EXERCISE AIM →
Copy out the material word for word, from the line containing "on the woman's" through the end of the material.

(Point labeling material)
"""

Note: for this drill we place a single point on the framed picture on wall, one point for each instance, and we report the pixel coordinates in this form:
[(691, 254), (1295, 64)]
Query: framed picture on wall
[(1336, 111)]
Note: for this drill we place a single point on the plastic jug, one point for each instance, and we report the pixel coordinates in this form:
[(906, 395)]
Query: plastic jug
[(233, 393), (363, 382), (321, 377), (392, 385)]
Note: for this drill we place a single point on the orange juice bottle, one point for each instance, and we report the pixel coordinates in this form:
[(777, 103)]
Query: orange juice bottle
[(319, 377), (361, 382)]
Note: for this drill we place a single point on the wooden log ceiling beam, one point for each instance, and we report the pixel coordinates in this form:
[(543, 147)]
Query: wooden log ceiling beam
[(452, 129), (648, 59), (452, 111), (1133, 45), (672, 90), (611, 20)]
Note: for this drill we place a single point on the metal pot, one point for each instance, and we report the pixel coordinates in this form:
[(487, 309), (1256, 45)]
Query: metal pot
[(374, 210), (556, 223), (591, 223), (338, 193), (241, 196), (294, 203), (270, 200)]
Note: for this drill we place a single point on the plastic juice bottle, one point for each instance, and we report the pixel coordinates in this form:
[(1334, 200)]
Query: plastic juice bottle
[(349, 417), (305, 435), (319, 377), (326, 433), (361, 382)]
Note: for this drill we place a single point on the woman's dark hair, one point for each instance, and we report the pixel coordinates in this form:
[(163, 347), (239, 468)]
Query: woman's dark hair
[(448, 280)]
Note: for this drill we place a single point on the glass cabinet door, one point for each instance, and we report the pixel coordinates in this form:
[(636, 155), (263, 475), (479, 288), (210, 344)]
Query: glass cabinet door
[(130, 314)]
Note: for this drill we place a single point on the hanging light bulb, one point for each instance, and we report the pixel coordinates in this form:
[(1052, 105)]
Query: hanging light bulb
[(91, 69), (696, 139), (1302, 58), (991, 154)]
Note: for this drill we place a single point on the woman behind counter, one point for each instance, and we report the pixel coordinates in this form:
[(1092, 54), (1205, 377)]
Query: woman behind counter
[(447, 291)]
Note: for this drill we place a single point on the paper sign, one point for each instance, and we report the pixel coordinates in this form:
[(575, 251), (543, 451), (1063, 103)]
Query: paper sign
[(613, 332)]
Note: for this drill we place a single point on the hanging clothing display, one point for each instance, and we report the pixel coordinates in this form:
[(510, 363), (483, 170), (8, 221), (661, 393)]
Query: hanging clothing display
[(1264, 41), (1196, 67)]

"""

RESULT OF THE EXERCISE →
Note: for this drill we place a single point on the woman's dark hair, one point for each instance, and we report the pixel coordinates in this form:
[(163, 347), (239, 468)]
Query: woman's dark hair
[(448, 280)]
Note: for this drill we place a single point on the glass cabinet door, one point for each instance, and we report the pixel coordinates in this form:
[(636, 155), (263, 475), (479, 288), (210, 344)]
Query: glass cabinet door
[(130, 314)]
Note: for this drill we place a single point on the hanging light bulb, one point for each instance, and we report the pixel coordinates in this form:
[(1052, 105)]
Query: hanging light bulb
[(91, 69), (696, 139), (1302, 58), (991, 154)]
Note: for this drill we place a single point on the woman behind counter, one point for each instance, and we report the pixel coordinates in this form:
[(1092, 54), (1205, 377)]
Query: woman behind counter
[(447, 291)]
Note: for this drill we place a single point on the paper sign, one point for each instance, and we report the pixel coordinates in this form:
[(575, 251), (543, 451), (1063, 103)]
Query: paper sign
[(613, 332)]
Note: for this drill we place a single point on the hanging clothing display, one point for each instance, and we report the pixel coordinates in this form:
[(510, 363), (483, 170), (8, 221), (661, 393)]
Query: hanging clothing display
[(1264, 41), (1196, 67)]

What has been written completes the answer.